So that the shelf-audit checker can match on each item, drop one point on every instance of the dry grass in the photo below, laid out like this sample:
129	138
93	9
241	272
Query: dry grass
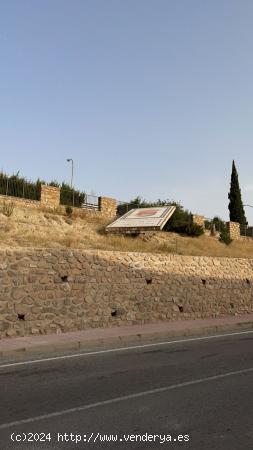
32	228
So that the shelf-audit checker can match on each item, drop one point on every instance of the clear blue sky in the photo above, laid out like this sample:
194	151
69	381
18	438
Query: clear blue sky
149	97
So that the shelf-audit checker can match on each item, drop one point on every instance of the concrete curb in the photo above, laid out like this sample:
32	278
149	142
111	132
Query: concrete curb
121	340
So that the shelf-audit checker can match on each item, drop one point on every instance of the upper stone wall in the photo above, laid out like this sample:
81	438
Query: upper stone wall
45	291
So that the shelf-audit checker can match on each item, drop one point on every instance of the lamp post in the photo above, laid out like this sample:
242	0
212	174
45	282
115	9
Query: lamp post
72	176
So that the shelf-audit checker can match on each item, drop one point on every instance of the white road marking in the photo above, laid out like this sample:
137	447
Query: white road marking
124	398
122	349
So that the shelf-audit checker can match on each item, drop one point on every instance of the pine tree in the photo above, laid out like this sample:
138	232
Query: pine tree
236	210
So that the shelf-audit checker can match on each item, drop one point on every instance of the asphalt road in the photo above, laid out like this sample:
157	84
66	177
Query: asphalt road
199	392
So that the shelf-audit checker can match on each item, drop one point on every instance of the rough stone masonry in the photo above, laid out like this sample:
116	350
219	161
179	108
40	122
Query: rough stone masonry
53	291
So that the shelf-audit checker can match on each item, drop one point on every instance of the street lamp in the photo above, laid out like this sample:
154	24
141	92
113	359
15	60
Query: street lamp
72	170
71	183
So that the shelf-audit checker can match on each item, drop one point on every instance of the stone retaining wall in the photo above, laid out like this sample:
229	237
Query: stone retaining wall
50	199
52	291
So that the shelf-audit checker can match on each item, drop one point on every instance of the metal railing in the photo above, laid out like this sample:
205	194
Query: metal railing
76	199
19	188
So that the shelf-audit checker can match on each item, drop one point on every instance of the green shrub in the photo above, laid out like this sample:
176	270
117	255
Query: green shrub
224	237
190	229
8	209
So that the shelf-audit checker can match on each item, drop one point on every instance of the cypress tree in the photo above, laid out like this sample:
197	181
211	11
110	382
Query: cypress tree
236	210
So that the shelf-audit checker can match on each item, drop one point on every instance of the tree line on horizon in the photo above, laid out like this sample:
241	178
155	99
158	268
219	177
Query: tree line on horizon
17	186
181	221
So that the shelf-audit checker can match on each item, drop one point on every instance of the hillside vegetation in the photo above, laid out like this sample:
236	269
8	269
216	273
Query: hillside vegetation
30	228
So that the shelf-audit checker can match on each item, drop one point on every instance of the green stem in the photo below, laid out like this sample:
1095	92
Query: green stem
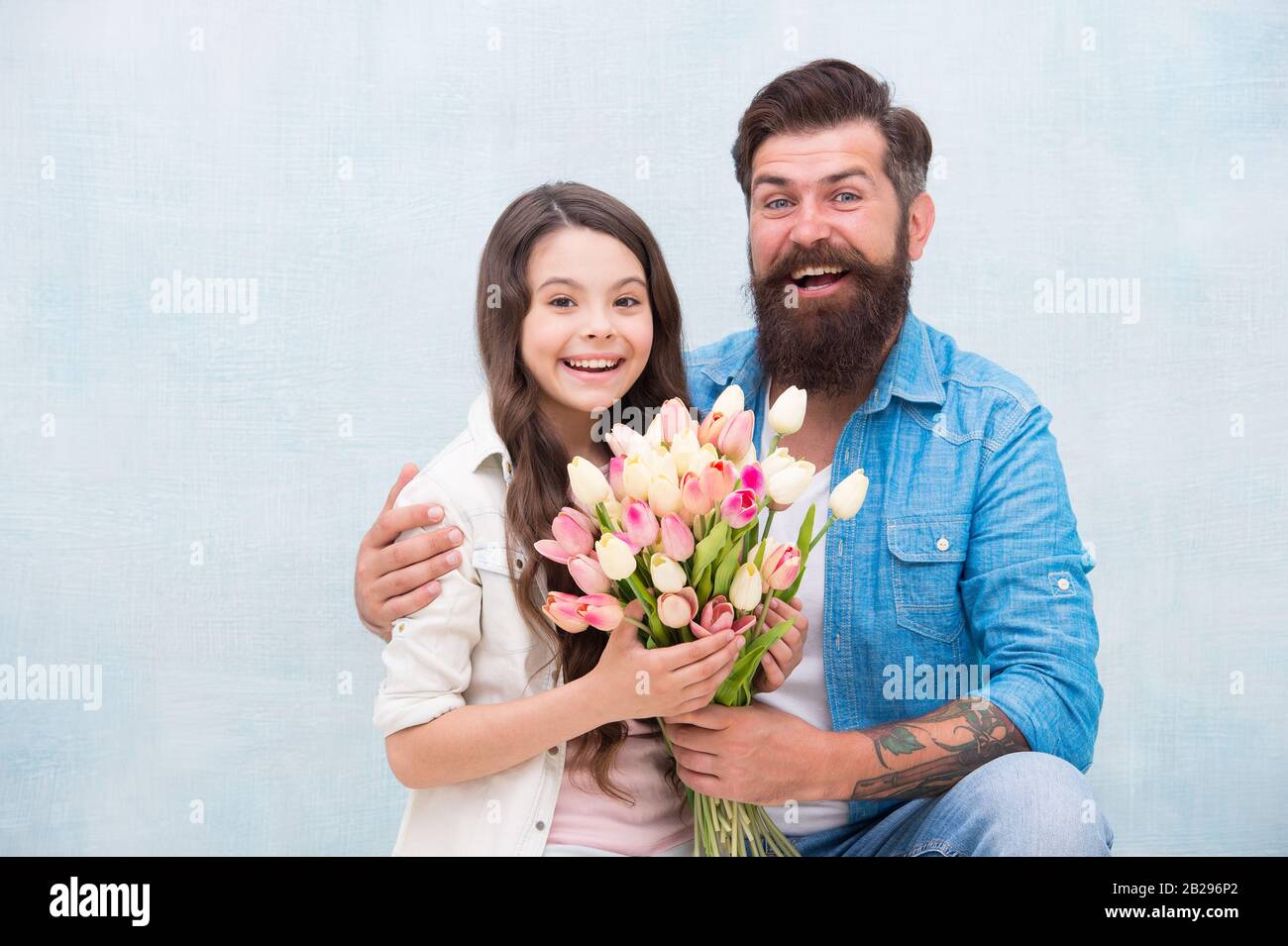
━━━━
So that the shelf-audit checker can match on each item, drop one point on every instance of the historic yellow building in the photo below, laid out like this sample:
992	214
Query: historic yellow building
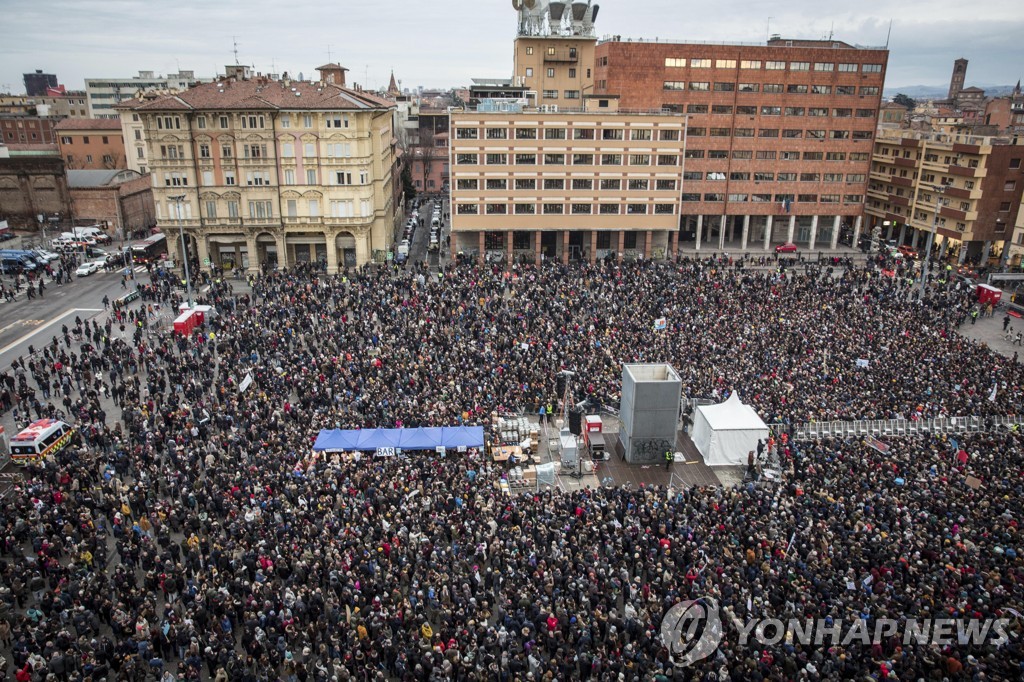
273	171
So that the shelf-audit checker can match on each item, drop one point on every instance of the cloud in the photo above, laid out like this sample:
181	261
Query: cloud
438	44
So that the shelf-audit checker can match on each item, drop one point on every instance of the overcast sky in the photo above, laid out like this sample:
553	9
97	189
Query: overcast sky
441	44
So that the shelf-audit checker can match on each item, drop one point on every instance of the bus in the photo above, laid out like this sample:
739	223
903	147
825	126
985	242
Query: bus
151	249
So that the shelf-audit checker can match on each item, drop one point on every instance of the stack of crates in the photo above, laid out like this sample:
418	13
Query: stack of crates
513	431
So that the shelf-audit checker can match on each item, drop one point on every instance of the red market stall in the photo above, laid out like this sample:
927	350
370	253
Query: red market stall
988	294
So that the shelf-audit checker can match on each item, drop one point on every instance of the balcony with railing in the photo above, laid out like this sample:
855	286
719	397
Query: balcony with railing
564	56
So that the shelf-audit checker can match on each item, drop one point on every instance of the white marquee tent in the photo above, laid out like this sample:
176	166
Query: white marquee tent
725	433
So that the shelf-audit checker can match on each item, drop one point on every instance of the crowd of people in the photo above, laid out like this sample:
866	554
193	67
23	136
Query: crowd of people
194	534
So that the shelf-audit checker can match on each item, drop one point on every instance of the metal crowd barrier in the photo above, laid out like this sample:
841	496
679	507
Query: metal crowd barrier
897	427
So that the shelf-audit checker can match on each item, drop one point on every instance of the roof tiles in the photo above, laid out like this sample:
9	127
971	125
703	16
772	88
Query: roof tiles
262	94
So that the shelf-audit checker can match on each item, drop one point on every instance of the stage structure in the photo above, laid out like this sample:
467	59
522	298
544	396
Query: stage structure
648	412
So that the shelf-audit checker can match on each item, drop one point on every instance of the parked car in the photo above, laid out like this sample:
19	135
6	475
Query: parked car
━━━━
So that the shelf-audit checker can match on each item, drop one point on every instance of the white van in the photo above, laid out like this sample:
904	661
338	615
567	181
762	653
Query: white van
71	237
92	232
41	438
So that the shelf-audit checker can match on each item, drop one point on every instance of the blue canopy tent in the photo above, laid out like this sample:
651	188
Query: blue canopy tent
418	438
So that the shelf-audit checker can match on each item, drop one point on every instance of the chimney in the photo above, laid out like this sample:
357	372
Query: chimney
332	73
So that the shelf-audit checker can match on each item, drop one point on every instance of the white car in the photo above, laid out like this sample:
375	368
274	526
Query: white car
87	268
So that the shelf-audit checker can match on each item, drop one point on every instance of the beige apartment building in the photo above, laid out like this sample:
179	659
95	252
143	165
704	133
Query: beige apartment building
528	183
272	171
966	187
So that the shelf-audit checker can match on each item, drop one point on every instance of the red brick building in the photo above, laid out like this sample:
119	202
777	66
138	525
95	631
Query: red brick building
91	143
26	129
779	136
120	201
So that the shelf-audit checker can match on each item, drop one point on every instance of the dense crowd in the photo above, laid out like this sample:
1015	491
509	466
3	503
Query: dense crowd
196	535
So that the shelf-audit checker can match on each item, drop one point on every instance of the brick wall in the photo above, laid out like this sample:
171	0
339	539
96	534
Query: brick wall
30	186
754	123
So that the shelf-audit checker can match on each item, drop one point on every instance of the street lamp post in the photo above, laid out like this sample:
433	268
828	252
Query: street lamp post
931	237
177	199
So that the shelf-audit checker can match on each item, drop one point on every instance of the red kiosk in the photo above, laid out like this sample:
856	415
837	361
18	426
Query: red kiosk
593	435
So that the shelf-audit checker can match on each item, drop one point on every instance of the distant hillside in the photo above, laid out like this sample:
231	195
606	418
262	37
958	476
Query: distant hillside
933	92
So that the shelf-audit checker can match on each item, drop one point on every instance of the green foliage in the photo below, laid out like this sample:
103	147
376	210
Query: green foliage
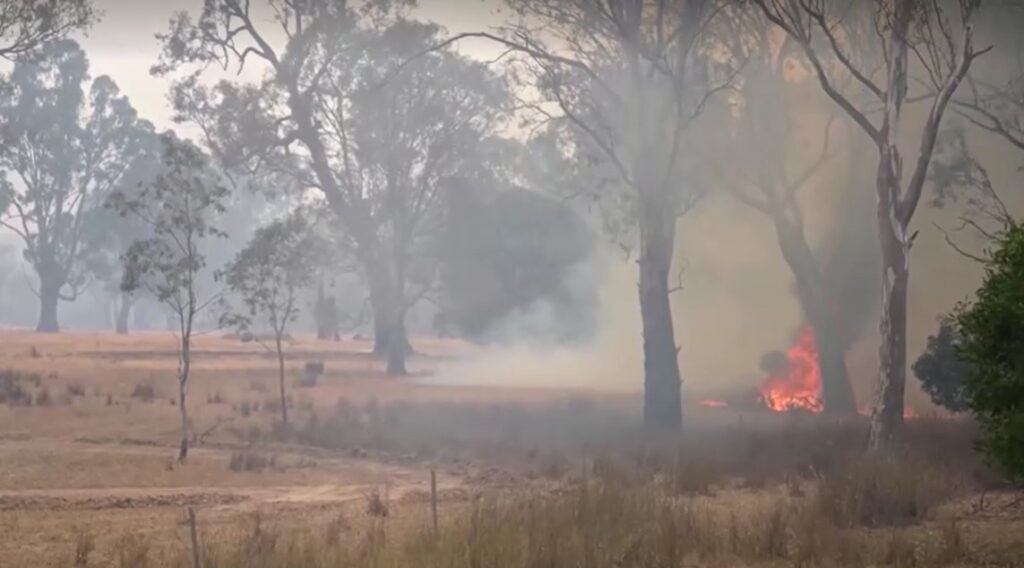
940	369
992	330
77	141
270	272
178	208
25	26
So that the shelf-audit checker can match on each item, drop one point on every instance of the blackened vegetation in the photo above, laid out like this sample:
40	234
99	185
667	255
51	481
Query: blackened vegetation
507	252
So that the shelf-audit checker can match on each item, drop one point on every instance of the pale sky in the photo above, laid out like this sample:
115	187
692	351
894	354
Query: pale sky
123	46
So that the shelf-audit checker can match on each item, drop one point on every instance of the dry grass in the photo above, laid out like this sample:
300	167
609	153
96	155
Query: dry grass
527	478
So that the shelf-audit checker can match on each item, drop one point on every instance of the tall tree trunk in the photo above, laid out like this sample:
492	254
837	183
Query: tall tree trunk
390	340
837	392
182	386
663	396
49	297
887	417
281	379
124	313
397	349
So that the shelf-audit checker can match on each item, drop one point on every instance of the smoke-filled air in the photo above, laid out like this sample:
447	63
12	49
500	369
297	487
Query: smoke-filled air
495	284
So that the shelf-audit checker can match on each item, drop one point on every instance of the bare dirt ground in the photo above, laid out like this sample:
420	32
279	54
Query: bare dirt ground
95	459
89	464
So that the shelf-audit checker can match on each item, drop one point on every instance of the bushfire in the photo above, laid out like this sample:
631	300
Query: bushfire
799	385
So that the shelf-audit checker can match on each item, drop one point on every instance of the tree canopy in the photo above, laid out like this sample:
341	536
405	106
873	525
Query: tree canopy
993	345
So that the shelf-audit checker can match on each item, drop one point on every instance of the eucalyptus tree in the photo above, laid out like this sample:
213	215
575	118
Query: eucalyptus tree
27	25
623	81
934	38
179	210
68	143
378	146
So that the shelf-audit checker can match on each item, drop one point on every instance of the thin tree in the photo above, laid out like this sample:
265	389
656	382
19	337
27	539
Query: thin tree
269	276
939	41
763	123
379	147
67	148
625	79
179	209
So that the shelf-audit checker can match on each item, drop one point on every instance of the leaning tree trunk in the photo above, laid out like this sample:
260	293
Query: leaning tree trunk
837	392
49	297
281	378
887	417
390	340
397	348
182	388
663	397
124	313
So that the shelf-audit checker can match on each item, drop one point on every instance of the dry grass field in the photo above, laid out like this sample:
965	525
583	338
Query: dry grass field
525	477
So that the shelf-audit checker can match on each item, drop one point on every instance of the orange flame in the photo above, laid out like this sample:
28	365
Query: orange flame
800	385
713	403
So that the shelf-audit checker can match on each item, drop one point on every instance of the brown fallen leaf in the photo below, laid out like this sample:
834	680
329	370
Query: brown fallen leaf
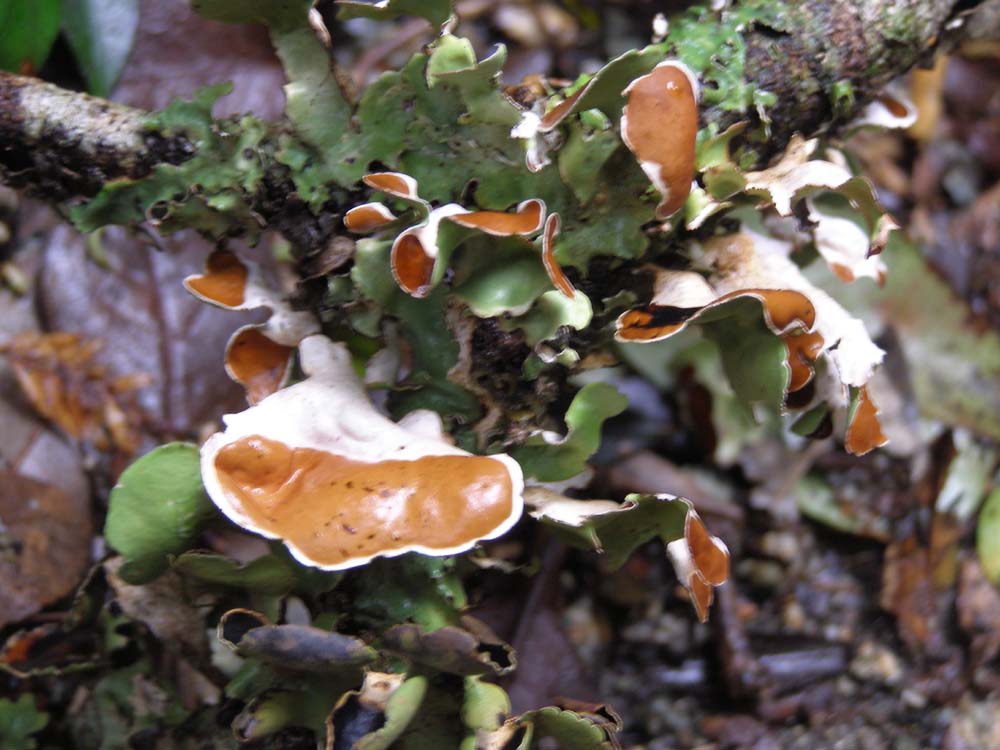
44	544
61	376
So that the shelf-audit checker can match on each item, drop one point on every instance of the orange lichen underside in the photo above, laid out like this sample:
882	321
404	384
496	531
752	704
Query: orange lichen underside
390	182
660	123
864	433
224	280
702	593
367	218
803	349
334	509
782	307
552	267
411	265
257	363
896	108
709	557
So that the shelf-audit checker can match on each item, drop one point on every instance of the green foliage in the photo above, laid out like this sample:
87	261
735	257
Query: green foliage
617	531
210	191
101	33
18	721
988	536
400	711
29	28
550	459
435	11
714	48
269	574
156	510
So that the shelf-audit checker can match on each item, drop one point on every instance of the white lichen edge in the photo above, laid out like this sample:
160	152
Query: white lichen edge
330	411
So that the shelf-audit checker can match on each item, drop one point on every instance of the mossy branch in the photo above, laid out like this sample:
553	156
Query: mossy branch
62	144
━━━━
EXERCISE GOAL: Put the lines of the records into a numbered list, starting at the line that contains "of the hillside" and ending at the line that contains "Query: green stem", with both of those lines included. Include only those lines, and leave out any blank lines.

THE ANSWER:
1. So that the shelf-audit checker can match on each item, drop one point on every instance of the hillside vegetation in the photo above, laid out like this sample:
2. 236	269
3. 8	269
4. 216	273
5. Query: hillside vegetation
6. 30	228
7. So that the shelf-audit checker can match on each item, drop one point on every instance of the green stem in the photo below, laid out like this sample:
8. 1095	92
9. Query: green stem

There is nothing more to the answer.